* TASK REQUIREMENTS
Starting with the line that contains "Please annotate the road", copy every remaining line of the data below exactly, the last one included.

* RECORD EXTRACTS
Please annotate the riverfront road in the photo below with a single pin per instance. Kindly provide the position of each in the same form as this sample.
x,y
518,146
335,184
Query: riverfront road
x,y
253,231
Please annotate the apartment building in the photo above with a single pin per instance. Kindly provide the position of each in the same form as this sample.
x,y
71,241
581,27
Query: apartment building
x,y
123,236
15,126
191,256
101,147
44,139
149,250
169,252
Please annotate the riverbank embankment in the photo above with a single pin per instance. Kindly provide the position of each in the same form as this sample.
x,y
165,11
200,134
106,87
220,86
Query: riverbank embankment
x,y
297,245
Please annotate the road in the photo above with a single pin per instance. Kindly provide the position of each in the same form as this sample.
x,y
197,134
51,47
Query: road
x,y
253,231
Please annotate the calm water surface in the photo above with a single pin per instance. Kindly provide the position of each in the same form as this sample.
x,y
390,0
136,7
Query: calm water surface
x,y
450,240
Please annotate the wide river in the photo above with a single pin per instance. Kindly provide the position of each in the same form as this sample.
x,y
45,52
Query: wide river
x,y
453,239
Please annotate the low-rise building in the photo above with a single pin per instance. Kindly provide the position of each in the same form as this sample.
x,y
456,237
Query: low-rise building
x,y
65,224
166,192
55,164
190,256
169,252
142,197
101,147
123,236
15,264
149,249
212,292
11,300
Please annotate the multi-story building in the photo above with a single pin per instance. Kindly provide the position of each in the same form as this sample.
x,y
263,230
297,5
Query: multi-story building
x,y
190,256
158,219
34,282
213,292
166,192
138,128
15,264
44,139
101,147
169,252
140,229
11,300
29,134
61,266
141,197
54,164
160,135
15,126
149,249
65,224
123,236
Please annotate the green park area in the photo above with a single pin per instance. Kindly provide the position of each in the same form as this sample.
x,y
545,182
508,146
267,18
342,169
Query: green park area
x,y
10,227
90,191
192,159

* SOLVED PROBLEM
Please annotate the road in the photo above with a single pin per instance. Kindly provide the position of each in the same form as this sample.
x,y
197,134
51,47
Query: road
x,y
253,231
Please annotate the calm water surface in the photo above with a single pin per instance. Kindly provide the position of each in the same form as this sample.
x,y
390,0
136,7
Query: calm water surface
x,y
450,240
Please annotate the wide river in the photo above with a single pin per instance. Kindly provide the position of each in the same form as this sample.
x,y
45,52
Query: wide river
x,y
453,239
Please annotate the low-rise building in the photo above with a single pin per instance. Kindly provide the position of each in the same form as this sample.
x,y
456,237
Query: low-rise building
x,y
65,224
166,192
55,164
190,256
169,252
142,197
101,147
123,236
15,264
149,249
212,292
11,300
Please annotate the multi-story building in the photo above with a single pin per instance. Kindly provide the position of each in the same form as this sample.
x,y
263,230
297,5
Query: multi-story building
x,y
190,256
158,219
34,282
213,292
166,192
138,128
15,264
44,139
101,147
169,252
140,229
11,300
29,134
61,266
141,197
54,164
160,135
15,126
149,249
65,224
123,236
Please annotate the green park area in the photo above with a single pin per instance. Kindly provide the position of each in the same form as this sample.
x,y
545,182
508,146
267,18
342,169
Query: green park area
x,y
10,227
90,191
192,159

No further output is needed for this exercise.